Task
Every line below that has "person" in it should be copied.

Records excerpted from a collection

+---+

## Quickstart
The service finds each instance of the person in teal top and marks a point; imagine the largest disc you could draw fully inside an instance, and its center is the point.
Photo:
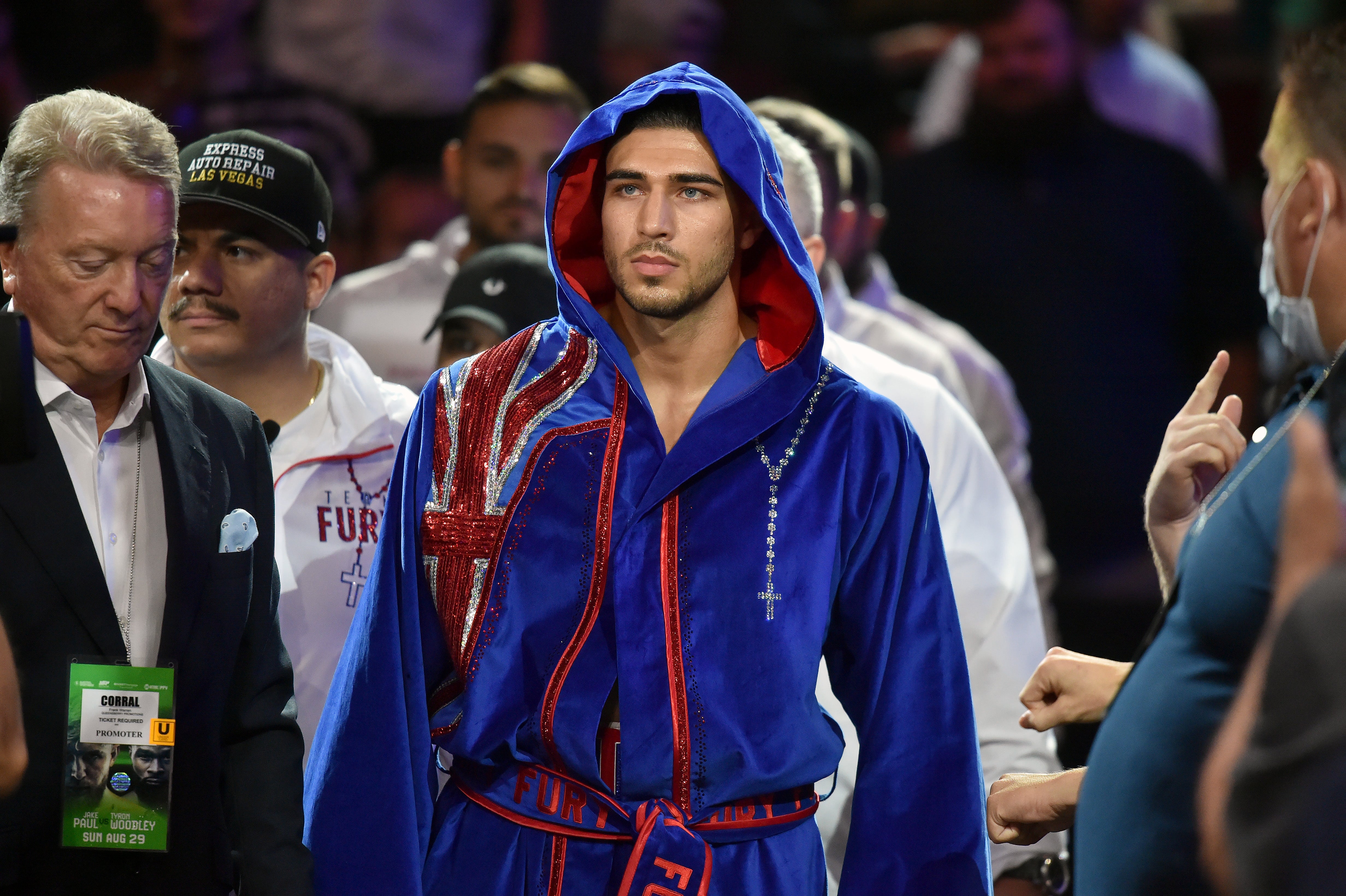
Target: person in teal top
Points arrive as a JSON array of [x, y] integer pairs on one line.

+---+

Answer area
The service finds each instance of the person in teal top and marks a point; imagine the largest disc you could draw fully inside an instance, and its center is the point.
Target: person in teal top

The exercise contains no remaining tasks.